--- Records shown ---

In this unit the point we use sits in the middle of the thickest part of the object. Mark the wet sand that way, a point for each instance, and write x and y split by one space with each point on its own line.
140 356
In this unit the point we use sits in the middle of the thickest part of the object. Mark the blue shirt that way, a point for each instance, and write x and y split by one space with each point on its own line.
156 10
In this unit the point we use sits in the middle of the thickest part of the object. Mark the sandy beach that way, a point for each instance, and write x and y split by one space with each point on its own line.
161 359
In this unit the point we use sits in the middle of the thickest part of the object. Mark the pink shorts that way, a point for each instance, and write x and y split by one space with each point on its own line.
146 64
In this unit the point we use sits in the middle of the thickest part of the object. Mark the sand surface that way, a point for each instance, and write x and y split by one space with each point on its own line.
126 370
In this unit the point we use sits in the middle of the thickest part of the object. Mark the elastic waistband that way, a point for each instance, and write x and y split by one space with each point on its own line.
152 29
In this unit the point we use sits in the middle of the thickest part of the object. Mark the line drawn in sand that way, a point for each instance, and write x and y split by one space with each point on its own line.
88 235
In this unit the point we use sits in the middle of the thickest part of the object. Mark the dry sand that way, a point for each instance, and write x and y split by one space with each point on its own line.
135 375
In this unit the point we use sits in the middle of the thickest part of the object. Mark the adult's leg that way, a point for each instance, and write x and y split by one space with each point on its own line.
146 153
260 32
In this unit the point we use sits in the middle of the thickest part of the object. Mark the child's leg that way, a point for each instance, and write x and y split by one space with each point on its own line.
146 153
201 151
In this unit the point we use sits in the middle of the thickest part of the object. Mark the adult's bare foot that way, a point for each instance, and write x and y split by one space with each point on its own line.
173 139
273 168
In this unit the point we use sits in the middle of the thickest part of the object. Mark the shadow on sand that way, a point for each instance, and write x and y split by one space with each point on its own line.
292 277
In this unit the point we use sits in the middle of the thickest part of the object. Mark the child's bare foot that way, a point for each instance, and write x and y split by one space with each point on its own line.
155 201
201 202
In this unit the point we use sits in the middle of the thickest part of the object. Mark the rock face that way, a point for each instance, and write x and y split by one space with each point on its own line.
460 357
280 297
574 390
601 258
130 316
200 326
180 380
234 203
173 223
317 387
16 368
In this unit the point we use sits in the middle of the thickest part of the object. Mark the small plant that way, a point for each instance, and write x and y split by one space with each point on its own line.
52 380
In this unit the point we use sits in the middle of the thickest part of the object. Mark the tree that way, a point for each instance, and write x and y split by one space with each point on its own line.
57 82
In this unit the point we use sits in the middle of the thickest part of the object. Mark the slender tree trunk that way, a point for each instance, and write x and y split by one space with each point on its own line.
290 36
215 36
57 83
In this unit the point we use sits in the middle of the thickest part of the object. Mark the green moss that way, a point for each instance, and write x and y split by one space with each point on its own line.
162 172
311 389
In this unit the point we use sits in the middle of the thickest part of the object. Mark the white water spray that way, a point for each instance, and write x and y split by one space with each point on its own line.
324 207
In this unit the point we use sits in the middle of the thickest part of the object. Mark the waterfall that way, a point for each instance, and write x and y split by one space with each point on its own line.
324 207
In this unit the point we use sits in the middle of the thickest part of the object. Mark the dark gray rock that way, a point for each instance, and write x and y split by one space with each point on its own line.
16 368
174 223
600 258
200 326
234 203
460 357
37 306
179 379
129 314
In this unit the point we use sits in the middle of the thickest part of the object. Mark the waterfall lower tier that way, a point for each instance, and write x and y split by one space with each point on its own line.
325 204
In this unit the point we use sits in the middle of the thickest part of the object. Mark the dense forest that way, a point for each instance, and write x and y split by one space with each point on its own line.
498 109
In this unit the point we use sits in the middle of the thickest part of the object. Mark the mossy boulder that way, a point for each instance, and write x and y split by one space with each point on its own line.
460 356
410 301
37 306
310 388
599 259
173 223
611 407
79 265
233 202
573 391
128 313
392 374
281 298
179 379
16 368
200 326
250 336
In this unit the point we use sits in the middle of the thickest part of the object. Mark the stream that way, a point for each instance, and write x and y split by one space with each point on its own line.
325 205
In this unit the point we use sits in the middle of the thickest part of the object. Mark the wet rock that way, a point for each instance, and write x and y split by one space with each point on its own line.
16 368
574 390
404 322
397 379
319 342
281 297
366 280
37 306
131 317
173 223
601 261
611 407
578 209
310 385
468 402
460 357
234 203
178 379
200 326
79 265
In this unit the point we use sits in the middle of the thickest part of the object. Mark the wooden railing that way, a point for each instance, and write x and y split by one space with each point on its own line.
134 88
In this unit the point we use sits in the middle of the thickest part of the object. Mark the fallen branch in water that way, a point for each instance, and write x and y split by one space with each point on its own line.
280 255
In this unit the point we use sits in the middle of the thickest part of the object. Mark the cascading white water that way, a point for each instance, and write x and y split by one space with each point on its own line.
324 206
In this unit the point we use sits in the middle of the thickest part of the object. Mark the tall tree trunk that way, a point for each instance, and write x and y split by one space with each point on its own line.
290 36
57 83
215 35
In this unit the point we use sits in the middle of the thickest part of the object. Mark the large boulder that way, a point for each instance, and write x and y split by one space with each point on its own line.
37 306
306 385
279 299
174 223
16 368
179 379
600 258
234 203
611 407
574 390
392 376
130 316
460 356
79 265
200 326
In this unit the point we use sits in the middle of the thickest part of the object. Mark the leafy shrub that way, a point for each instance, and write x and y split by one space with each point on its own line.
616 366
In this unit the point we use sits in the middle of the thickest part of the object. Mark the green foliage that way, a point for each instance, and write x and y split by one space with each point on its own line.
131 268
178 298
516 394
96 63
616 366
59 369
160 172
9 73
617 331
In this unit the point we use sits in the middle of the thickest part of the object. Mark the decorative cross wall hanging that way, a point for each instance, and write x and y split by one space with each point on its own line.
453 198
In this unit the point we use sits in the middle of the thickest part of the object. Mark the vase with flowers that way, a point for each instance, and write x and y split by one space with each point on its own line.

---

Copy out exactly the lines from the line with "Mark the tall" to the end of the listing, including both of those lines, and give nothing else.

> _Exercise response_:
In this unit the point we use sits in the middle of the thickest part of the object. Mark the tall tree trunk that way, a point for each instance, and write x and y split by one space with each point on its own line.
290 36
57 83
215 35
In this unit the point we use sits in the middle of the thickest part of the object. Mark the large boulder that way, a point for each instance, and write x and y split by one space with each point on its own line.
37 306
306 385
279 299
174 223
16 368
179 379
600 258
234 203
611 407
574 390
392 376
130 316
460 356
79 265
200 326
In this unit the point we use sits in the middle of the thickest part of the object. Mark the leafy shrub that way, a point for each instance, and write x and y split by one space with each point on its own line.
616 366
In this unit the point we use sits in the middle of the thickest part of the object. Mark the green foliage that way, a point for each instance, and write x and y split by one space with each point on its own line.
131 268
178 298
516 394
96 63
616 366
59 369
160 172
9 73
617 331
In this unit the point we use sits in the middle of the thickest part of the object. Mark the decorative cross wall hanging that way, a point for each instance, and write x and y split by one space with each point on its own line.
453 198
In this unit the point we use sits in the middle of the thickest part of the object. Mark the vase with flowers that way, a point for each instance, and write x and y split by one space with each point on its own line.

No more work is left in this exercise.